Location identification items
--- START ---
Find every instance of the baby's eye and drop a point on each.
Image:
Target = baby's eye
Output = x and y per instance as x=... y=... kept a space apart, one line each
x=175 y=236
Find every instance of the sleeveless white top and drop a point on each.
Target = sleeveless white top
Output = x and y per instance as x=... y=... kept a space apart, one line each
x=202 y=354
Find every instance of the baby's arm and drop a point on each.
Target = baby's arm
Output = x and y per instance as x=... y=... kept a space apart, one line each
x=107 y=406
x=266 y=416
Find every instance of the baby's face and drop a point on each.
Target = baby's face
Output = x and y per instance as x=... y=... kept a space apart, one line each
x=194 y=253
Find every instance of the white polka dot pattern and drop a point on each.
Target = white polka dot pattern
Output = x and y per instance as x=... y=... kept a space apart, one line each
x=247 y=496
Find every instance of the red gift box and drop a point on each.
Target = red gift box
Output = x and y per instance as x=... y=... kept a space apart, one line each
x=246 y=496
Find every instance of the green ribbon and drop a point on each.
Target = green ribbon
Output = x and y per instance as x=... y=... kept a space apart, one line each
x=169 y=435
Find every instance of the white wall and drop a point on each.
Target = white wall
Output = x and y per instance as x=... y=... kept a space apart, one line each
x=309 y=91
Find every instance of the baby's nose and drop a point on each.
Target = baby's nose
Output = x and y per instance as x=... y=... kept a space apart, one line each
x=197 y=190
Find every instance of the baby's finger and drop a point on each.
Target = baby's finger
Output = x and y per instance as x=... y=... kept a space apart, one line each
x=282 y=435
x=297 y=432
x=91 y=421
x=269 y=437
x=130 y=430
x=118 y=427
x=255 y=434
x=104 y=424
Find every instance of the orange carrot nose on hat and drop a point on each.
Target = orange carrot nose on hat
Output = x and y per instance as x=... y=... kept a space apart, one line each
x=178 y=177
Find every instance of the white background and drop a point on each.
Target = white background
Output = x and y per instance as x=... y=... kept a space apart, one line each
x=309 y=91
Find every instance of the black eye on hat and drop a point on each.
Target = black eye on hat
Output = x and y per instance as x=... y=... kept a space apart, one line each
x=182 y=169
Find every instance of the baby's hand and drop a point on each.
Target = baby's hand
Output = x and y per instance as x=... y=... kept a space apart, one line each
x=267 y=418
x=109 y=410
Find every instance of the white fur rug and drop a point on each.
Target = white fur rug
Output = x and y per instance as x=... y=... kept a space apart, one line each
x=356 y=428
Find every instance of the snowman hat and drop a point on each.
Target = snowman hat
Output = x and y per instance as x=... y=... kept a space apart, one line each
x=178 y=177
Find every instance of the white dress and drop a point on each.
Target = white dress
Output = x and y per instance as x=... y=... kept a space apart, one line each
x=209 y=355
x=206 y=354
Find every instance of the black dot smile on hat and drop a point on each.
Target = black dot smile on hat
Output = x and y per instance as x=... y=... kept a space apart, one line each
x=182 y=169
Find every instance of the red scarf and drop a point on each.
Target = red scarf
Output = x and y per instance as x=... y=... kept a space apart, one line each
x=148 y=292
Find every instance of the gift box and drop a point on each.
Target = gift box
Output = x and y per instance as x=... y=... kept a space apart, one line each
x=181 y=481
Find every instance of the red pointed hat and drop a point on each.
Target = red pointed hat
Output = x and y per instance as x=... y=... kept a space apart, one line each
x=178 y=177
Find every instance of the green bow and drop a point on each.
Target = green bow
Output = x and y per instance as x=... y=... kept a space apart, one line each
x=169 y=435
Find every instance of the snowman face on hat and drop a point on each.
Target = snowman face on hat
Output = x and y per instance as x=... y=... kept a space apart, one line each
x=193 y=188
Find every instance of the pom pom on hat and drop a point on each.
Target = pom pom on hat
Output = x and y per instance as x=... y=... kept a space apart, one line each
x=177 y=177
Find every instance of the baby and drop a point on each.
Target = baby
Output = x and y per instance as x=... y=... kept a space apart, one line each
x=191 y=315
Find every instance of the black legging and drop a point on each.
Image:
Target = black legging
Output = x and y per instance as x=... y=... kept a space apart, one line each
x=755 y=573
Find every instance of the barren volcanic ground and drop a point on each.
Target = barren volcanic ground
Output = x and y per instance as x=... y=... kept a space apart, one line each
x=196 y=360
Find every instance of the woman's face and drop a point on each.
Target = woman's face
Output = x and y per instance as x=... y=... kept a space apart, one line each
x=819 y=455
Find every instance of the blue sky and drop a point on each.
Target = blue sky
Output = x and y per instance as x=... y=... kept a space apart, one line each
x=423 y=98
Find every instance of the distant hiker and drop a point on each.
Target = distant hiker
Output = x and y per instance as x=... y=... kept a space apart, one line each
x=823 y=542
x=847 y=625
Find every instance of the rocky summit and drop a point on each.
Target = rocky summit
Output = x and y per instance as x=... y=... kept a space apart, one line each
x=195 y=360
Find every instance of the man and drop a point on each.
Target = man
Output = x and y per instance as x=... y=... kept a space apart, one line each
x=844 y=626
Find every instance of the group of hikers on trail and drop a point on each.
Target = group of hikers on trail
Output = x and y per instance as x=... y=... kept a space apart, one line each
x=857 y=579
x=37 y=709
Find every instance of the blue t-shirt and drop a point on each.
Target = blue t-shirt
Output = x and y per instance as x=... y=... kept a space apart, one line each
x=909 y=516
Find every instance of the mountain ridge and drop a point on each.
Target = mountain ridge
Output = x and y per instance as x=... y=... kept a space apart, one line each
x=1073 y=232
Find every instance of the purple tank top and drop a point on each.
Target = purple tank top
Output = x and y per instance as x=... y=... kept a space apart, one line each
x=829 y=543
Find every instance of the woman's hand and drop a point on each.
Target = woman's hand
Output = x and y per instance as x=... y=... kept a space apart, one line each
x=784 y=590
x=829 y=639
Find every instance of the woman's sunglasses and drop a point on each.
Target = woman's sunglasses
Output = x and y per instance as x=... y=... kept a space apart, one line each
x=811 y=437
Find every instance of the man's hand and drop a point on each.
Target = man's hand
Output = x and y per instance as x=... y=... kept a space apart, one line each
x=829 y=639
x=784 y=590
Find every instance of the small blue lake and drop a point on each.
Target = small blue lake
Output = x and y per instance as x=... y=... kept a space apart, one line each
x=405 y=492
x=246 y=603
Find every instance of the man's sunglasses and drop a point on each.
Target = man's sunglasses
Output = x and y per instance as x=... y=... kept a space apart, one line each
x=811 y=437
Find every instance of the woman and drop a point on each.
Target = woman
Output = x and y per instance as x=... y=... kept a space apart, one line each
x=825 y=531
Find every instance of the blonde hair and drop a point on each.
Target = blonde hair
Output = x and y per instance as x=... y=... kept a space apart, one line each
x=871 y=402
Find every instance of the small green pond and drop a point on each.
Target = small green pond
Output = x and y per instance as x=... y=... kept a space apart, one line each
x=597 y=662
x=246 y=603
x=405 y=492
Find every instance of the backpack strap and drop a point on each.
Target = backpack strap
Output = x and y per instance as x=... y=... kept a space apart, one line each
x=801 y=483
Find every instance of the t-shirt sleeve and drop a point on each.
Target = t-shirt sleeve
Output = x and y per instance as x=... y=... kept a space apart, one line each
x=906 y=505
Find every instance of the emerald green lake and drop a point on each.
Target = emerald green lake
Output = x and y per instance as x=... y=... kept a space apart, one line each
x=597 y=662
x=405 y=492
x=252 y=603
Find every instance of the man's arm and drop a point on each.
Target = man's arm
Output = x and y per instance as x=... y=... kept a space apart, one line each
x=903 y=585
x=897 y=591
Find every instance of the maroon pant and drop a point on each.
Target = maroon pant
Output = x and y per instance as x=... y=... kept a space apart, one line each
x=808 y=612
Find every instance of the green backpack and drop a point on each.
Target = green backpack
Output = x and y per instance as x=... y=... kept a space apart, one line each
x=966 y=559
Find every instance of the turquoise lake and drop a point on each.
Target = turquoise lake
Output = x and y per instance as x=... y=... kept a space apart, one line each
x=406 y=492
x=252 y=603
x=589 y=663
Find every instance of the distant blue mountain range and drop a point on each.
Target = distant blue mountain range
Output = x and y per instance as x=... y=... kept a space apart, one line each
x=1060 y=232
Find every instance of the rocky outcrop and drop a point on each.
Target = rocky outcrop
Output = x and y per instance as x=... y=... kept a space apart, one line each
--- END ---
Please format the items between the lines holding "Find every instance of the orange" and "x=356 y=428", inclusive, as a two-column CSV with the columns ask and response. Give each item its own row, with its text and its answer in one quoted field each and line breaks replaced by spaces.

ask,response
"Find every instance of the orange carrot nose on hat and drop a point on each. Target = orange carrot nose on hat Output = x and y per instance as x=... y=... kept a space apart, one line each","x=178 y=177"
"Find every instance of the white background and drop a point on each. Target = white background Output = x and y per instance as x=... y=... kept a space apart, one line each","x=309 y=91"
"Find every instance of the black eye on hat and drop a point on each. Target = black eye on hat Output = x and y per instance as x=... y=... kept a space apart, one line each","x=182 y=169"
"Find every instance of the baby's hand and drop a point on each. Target = baby's hand Output = x and y per instance as x=... y=... kept a space apart, one line each","x=267 y=418 x=109 y=410"
"Find every instance of the white fur rug and drop a point on each. Target = white fur rug Output = x and y per instance as x=... y=... kept a space apart, one line each","x=356 y=428"